◆ **WHAT YOU WILL DO**
1. Copy the passage of the assembly-code text that starts with the words containing "31 C0 FF C0" and ends with "onto the stack.", keeping every character unchanged.
2. Repeat, word for word, the lines of the records that run from the line containing "Exercise. Point out every instance of the flower bud" through the line containing "x=174, y=234", including both of those lines and nothing else.

━━━━━ TEXT

31 C0 FF C0 31 F6 6A 0A 59 50 99 F7 F9 29 D6 01 C2 75 F7 58 89 C1 50 F7 F9 58 83 EA 01 99 11 D6 E2 F4 19 D7 79 DC C3

Try it online!

Following the standard calling convention for Unix-like systems (from the System V AMD64 ABI), this takes a number n in EDI and returns the 0-indexed nth number where the digit sum equals the number of factors in EAX.

In assembly:

f:  xor eax, eax    # Set EAX to 0. EAX will be the number currently being tested.
nextnum:
    inc eax         # Increase EAX by 1.
    xor esi, esi    # Set ESI to 0.
    push 10; pop rcx# Set RCX (the 64-bit register containing ECX) to 10.
    push rax        # Save the value of RAX (containing EAX) onto the stack.
digitloop:
    cdq             # Set EDX to 0 by sign-extending EAX.
    idiv ecx        # Divide EDX:EAX by ECX (10).
                    # The quotient goes in EAX and the remainder goes in EDX.
    sub esi, edx    # Subtract EDX (the remainder; a digit of the number) from ESI.
    add edx, eax    # Add EAX to EDX.
    jnz digitloop   # Jump back if the result of the addition is nonzero.
            # This loop will exit when the quotient and remainder are both zero.
            # This performs one more iteration than otherwise necessary,
            # so that EDX will be 0 after the loop, which will be useful later.
    pop rax         # Restore the value of RAX from the stack.
    mov ecx, eax    # Set ECX to the same value, the number being tested.

━━━━━━━━━━
━━━━━ EXTRACTED ENTRIES

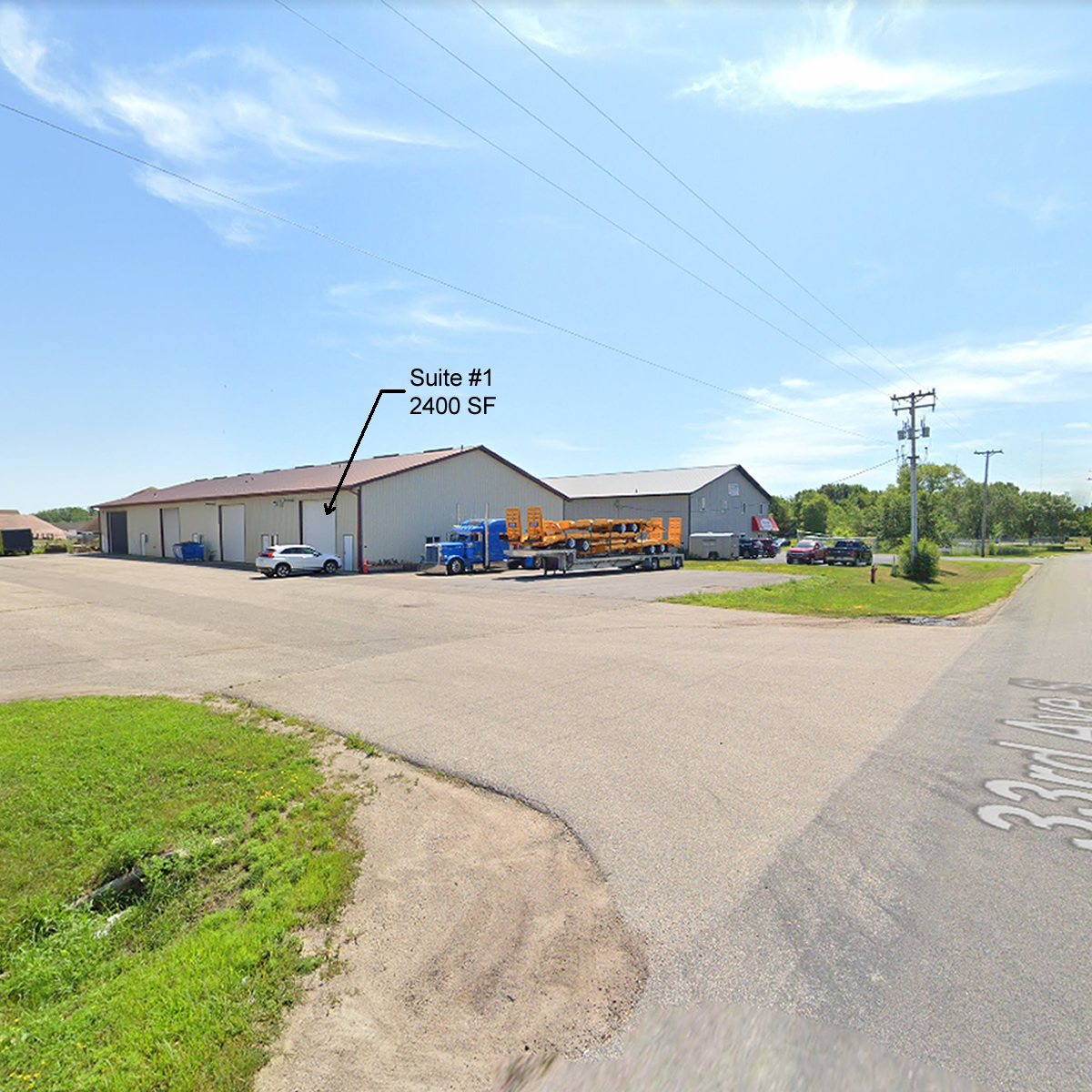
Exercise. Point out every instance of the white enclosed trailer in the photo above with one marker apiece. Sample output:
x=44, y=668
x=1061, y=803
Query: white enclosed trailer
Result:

━━━━━━━━━━
━━━━━ EXTRACTED ENTRIES

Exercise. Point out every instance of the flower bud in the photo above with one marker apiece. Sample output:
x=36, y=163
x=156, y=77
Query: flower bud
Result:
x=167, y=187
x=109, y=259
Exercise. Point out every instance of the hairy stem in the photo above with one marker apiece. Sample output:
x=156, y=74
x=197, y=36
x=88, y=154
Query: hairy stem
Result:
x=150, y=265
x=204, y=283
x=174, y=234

━━━━━━━━━━
━━━━━ EXTRACTED ENTRIES

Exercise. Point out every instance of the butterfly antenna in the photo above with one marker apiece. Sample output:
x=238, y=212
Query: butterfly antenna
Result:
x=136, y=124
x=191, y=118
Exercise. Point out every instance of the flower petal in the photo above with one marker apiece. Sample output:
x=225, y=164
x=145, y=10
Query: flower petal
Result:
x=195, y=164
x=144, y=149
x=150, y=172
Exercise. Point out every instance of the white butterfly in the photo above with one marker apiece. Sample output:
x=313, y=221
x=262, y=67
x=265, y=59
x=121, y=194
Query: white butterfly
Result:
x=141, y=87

━━━━━━━━━━

◆ **SOLUTIONS TO THE PROBLEMS**
1.
31 C0 FF C0 31 F6 6A 0A 59 50 99 F7 F9 29 D6 01 C2 75 F7 58 89 C1 50 F7 F9 58 83 EA 01 99 11 D6 E2 F4 19 D7 79 DC C3

Try it online!

Following the standard calling convention for Unix-like systems (from the System V AMD64 ABI), this takes a number n in EDI and returns the 0-indexed nth number where the digit sum equals the number of factors in EAX.

In assembly:

f:  xor eax, eax    # Set EAX to 0. EAX will be the number currently being tested.
nextnum:
    inc eax         # Increase EAX by 1.
    xor esi, esi    # Set ESI to 0.
    push 10; pop rcx# Set RCX (the 64-bit register containing ECX) to 10.
    push rax        # Save the value of RAX (containing EAX) onto the stack.

2.
Exercise. Point out every instance of the flower bud in the photo above with one marker apiece. Sample output:
x=36, y=163
x=156, y=77
Query: flower bud
Result:
x=167, y=187
x=109, y=259
Exercise. Point out every instance of the hairy stem in the photo above with one marker apiece. Sample output:
x=156, y=74
x=197, y=36
x=88, y=154
Query: hairy stem
Result:
x=150, y=265
x=204, y=283
x=174, y=234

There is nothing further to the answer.